* **Document section**
◆ ◆ ◆ ◆ ◆

Boost logo

Boost :

Subject: Re: [boost] interest in structure of arrays container?
From: Larry Evans (cppljevans_at_[hidden])
Date: 2016-10-31 13:51:33


On 10/31/2016 12:00 PM, Michael Marcin wrote:
> On 10/31/2016 9:14 AM, Larry Evans wrote:
>>
>> However, I was still getting the 'double free' error message; hence,
>> I tried val_grind. It showed a problem in the alive update loop.
>> When the code was changed to:
>>
>> uint64_t *block_ptr = alive.data();
>> auto e_ptr = energy.data();
>> for ( size_t i = 0; i < n; ) {
>> #define REVISED_CODE
>> #ifdef REVISED_CODE
>> auto e_i = e_ptr + i;
>> #endif
>> uint64_t block = 0;
>> do {
>> #ifndef REVISED_CODE
>> //this code causes valgrind to show errors.

◆ ◆ ◆ ◆ ◆

* **Complete the following**
A. In the forum post about a structure-of-arrays container, why did the writer try valgrind?
B. According to the forum post about a structure-of-arrays container, where did valgrind show a problem?
C. Write what comes next in the forum post about a structure-of-arrays container.
None of the lines are needed here.

* **Data block**
◆ ◆ ◆ ◆ ◆

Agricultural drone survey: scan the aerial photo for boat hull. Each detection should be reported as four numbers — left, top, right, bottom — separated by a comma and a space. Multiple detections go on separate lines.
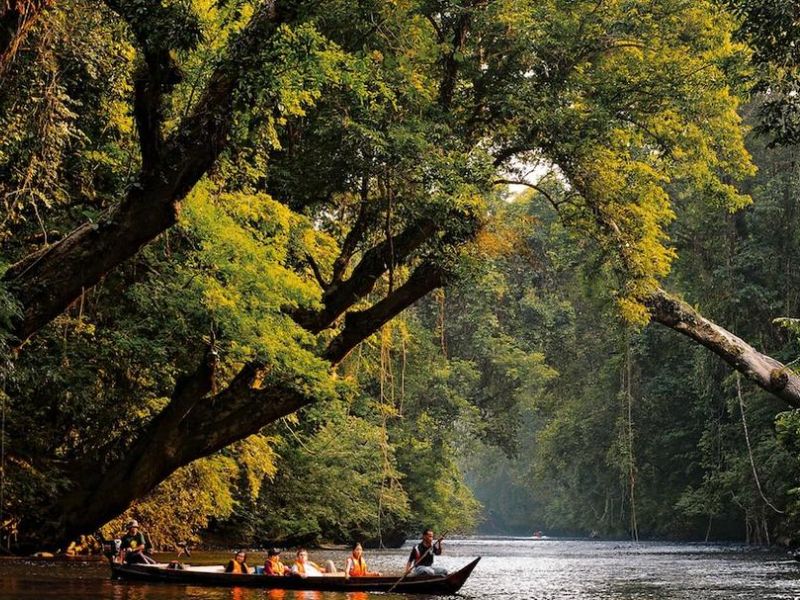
111, 557, 480, 595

◆ ◆ ◆ ◆ ◆

* **Task results**
A. The writer was still getting the 'double free' error message, so they tried valgrind.

B. In the alive update loop.

C.
>> auto e_i = e_ptr + i;
>> #endif
>> _mm_store_ps( e_i, _mm_sub_ps( _mm_load_ps( e_i ), t ));
>> block |=
>> uint64_t
>> ( _mm_movemask_ps( _mm_cmple_ps( _mm_load_ps( e_i ),
>> zero )))
>> << (i % bits_per_uint64_t)
>> ;
>> i += 4;
>> } while ( i % bits_per_uint64_t != 0 );
>> *block_ptr++ = block;
>> }
>>
>> valgrind reported no errors; however, when !defined(REVISED_CODE),
>> valgrind reported:
>>
>> valgrind --tool=memcheck
>> /tmp/build/clangxx3_8_pkg/clang/struct_of_arrays/work/soa_compare.benchmark.optim0.exe
>>
>>
>> ==7937== Memcheck, a memory error detector
>> ==7937== Copyright (C) 2002-2015, and GNU GPL'd, by Julian Seward et al.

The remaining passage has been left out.